● GIVEN TEXT:

.....

Tuesday, November 18, 2014

(#48-1) November 18 2014. The art of appreciating more by appreciating less; of doing more by doing less; of understanding a great deal more—by just meditating.

THOUGHTS ON LIFESTYLE

VICTOR - SHOT BY MICK - ENHANCED

AND WHY GHENGIS KHAN SHOULD BE YOUR ROLE MODEL (ESPECIALLY IF YOUR ARE A WRITER).  THE MAN HAD A WAY WITH WORDS.

Lest you wonder—and I doubt you do—I don’t meditate (at least not in any formal sense). Indeed, I don’t set aside any formal time to think. I try and do that all the time.

I bump into things when I don’t.

Exercising one’s cerebral qualities with vigor  is a necessary prerequisite of writing—certainly where I am concerned. I try not to write on auto-pilot, but to build focused thought into the process—questioning in particular. I study a great deal to find answers, but primarily that seems to tell me how little I know. Very strange. But, I enjoy it greatly.

A caveat: I do find answers to most practical problems. In fact, I’m truly amazed at how few practical issues we would be left to wrestle with if we bothered to do our homework. The answers are out there—and are mostly proven. Primarily, we fail on the political side. Typically, we refuse to do what is necessary because of prejudice, greed—or both. Vested interests tend to be the main obstacles. We talk a great deal about lack of resources, but it is rarely true.

.....

● ITEMS:
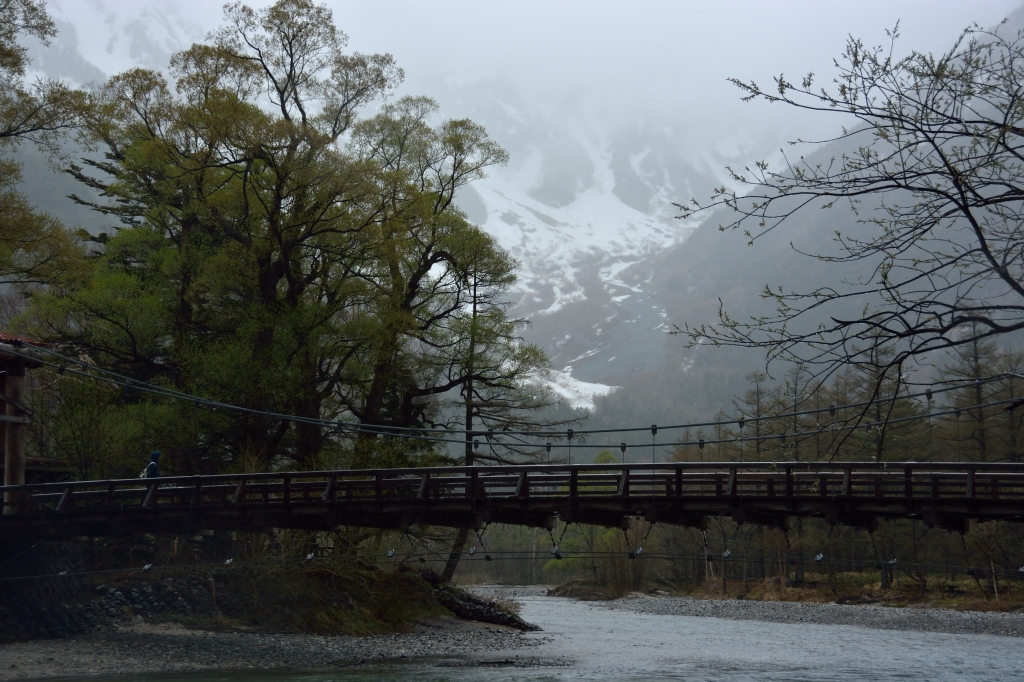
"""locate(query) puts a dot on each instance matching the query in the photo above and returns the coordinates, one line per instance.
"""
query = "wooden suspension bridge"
(941, 495)
(858, 494)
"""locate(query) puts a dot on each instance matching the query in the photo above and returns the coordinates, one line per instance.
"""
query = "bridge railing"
(684, 479)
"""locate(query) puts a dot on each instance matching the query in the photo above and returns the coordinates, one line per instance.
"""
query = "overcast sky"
(609, 59)
(644, 53)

.....

● EXERCISE INSTRUCTIONS:
A. Please return the blog post's words starting with "I bump into" and going on through "enjoy it greatly.", copied exactly.
B. Answer these from the blog post, one answer per line:
(i) What does the writer say happens when they don't think?
(ii) What does studying a great deal primarily seem to tell the writer?
(iii) What does the writer name as the main obstacles?

● OUTPUTS BY TASK:
A.
I bump into things when I don’t.

Exercising one’s cerebral qualities with vigor  is a necessary prerequisite of writing—certainly where I am concerned. I try not to write on auto-pilot, but to build focused thought into the process—questioning in particular. I study a great deal to find answers, but primarily that seems to tell me how little I know. Very strange. But, I enjoy it greatly.

B.
(i) The writer bumps into things.
(ii) How little the writer knows.
(iii) Vested interests.